→ Extract:
____
The low pH of the soils can be attributed to the nature of the parent
materials and the high precipitation that causes the basic cations in
the soil to leach intensively (Tweneboah, 2000; Owusu-Bennoah et al.,
2000, Oyegoke et al., 2017). Low pH values connote the presence of a
positively charged colloidal surface capable of attracting negatively
charged ions. The values for oil palm production, however, were
acceptable because they were below 7.5 and did not favor oil palm
production above that value (Okon et al., 2017). Available soil
phosphorus level was low, as the values were between 3-7 mg/kg (Federal
Fertilizer Department, 2012). This means that the amount of phosphorous
is according to the pH status of the oil palm plantations. In this
land-use system, the higher available P content within the forest may be
correlated with an increase in microbial activity.
The high OC content of soils under heaped fronds is related to the
quantity, position, consistency, and temperature and humidity actions on
the pruned fronds compared to those under alleys (Kirschbaum, 2000;
Comte et al., 2012). As a result of the rapid decomposition of palm
fronds, there could be a rise in OC and soil nutrients in planting for
less than 10 years, but as the planting age moved to 25 years, the
decomposition rate slowed down with decomposed material being covered by
overlying palm fronds (Okon et al., 2017). Thus, with the age of the
plantation, it is possible to find heaps of different heights (Brahene
et al., 2016). Total nitrogen (TN) varies with the quantity of organic
matter present in soils, so it has risen without exception, along with
improvements in the related status of organic matter. Relatively, TN
amount is also determined by organic carbon, which in turn results from
plant and root biomass, as well as residues returned to the soil system.
The key cause of N deficiency in tropical soils is extreme leaching and
erosion due to high tropical precipitation (Aweto and Enaruvbe, 2010;
Osinuga and Oyegoke, 2019).
The low level of basic cations in the plantations results from the
effect over time of the continuous uptake of nutrients by the plants.
The result shows that the intensity of weathering, cultivation, and use
of inorganic acid-forming fertilizers affects the distribution of the
cations in the soil system and improves their depletion (Owusu-Bennoah
et al., 2000). The low values observed for these basic cations may also
be due to the low content of organic matter and the presence of low
activity clays of the area (Oyegoke, 2011). Subsequently, the obtained
CEC is a function of the pH and SOM in the soil and, with the age of the
oil palms, the value remained reasonably constant in the soil. This is
an indication that the soils remain low in CEC at their natural pH
levels, demonstrating the soils' low nutrient retention ability.
____
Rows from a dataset
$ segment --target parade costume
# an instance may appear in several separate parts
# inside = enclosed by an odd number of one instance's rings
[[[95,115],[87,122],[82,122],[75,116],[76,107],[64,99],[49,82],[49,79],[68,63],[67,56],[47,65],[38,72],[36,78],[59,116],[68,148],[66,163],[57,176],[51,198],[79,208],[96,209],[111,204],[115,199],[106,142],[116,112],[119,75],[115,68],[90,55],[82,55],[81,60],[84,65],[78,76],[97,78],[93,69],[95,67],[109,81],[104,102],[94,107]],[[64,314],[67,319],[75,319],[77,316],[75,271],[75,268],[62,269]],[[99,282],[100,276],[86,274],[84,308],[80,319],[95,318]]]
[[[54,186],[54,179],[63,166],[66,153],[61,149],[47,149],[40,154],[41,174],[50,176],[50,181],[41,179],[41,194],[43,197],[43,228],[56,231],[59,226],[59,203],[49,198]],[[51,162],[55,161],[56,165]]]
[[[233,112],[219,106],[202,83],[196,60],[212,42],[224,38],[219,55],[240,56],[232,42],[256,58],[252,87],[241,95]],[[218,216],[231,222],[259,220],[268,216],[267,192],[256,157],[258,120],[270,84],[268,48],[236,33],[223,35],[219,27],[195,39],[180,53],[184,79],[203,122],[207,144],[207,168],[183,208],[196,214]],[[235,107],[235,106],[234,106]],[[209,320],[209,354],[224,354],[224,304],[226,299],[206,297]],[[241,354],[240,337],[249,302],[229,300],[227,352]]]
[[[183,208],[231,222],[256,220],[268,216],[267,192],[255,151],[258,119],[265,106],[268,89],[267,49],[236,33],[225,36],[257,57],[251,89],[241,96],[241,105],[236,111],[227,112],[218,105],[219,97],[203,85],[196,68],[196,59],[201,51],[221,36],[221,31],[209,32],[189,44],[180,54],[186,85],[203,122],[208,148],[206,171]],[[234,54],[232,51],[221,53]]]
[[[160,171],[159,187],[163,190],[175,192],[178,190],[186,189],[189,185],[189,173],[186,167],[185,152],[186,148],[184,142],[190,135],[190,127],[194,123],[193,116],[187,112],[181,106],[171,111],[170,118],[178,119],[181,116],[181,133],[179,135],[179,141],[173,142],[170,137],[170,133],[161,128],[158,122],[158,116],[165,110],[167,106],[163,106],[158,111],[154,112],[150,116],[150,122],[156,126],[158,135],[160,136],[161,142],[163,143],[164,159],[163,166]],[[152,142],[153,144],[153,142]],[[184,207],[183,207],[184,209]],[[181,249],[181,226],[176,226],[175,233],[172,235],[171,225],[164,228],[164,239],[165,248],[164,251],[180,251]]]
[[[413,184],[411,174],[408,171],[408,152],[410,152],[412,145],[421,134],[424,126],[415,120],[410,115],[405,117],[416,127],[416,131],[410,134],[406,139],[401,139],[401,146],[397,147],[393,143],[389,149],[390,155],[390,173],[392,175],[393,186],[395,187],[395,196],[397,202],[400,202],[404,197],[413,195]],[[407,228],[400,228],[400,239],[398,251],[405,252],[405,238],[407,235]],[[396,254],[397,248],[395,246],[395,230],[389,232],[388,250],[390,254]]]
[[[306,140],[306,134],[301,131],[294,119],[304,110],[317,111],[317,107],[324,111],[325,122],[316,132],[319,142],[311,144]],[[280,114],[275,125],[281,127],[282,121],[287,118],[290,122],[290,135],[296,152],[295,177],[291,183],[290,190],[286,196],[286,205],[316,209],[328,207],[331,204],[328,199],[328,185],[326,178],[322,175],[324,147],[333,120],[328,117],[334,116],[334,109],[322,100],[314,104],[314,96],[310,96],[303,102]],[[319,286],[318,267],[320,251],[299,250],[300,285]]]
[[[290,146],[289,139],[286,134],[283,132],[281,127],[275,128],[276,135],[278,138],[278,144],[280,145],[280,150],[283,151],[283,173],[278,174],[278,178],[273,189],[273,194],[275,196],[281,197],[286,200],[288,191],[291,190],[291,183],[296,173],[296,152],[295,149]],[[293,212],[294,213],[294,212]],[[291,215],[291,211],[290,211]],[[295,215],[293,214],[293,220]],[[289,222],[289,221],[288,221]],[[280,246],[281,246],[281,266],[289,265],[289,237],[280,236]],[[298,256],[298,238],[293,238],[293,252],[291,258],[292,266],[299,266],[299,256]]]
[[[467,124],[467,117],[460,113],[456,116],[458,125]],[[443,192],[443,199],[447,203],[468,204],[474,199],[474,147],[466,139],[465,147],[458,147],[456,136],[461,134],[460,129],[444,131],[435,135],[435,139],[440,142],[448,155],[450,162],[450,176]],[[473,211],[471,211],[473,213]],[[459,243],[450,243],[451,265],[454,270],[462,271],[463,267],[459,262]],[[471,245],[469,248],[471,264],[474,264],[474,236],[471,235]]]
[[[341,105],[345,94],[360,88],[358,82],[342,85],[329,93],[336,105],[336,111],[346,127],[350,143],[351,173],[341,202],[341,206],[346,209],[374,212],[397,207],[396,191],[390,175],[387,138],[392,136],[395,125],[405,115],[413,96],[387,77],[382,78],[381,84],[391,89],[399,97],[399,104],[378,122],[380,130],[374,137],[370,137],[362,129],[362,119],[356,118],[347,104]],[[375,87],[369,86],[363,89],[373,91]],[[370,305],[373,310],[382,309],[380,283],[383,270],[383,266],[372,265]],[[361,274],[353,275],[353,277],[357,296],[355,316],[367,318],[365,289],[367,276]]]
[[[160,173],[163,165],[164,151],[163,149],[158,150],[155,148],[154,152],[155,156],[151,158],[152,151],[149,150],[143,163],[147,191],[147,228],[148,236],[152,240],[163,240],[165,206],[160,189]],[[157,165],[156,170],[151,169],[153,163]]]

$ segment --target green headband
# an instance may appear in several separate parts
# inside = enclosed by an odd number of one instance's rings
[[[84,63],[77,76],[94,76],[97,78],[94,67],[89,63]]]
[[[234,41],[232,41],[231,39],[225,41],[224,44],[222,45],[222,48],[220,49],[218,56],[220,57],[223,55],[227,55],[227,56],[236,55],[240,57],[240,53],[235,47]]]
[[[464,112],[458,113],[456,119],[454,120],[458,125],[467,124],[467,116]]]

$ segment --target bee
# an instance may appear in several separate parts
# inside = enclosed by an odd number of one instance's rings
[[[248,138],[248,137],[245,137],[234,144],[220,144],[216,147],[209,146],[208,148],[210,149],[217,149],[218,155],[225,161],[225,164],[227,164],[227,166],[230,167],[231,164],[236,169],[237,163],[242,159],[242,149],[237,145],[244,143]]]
____
→ Problems to solve:
1 - Copy word for word the part of the passage on oil palm plantation soils from "The key cause" up to and including "and Oyegoke, 2019).".
2 - In the passage on oil palm plantation soils, what is named as the key cause of nitrogen deficiency in tropical soils?
3 - Write the next part of the passage on oil palm plantation soils, starting after its last sentence.
You won't need the records for any of this.

→ Answers to the exercise:
1 -
The key cause of N deficiency in tropical soils is extreme leaching and
erosion due to high tropical precipitation (Aweto and Enaruvbe, 2010;
Osinuga and Oyegoke, 2019).

2 - Extreme leaching and erosion due to high tropical precipitation.

3 -
\textbf{5. CONCLUSIONS}
The study concludes that the distribution of particle size of the soils
studied did not vary significantly because they were formed from the
same parent material (basement complex rocks). Nutrient mining in
plantations is possible as continuous cultivation has been observed to
minimize major and minor plant nutrients. Heaping palm fronds were found
to yield some advantages over time in terms of carbon content, but could
not provide enough nutrients to substitute what the crop used. The rate
of decomposition of organic materials increased with high temperatures,
and the release of nutrients was faster than plants could quickly absorb
and use, and was often subject to losses associated with erosive
precipitation. As pruned fronds and cut plants continue to boost the
structure of the soils to a point that soil bulk density values are
relatively low, the impact of organic matter addition to soils was seen
to be beneficial. The study recommends that the accumulation of organic
residue on the floor of plantations should be championed as it will help
sustain increasing levels of organic matter. It is important to promote
more research on how to efficiently use pruned fronds for compost to be
spread around the oil palm trees.
\textbf{ACKNOWLEDGEMENTS}
The author wishes to appreciate the Directorate of University Farms,
Federal University of Agriculture Abeokuta who allowed me to make use of
their farms and necessary support rendered in the course of the field
work.
\textbf{CONFLICTS OF INTERESTS}
There are no conflicts to declare.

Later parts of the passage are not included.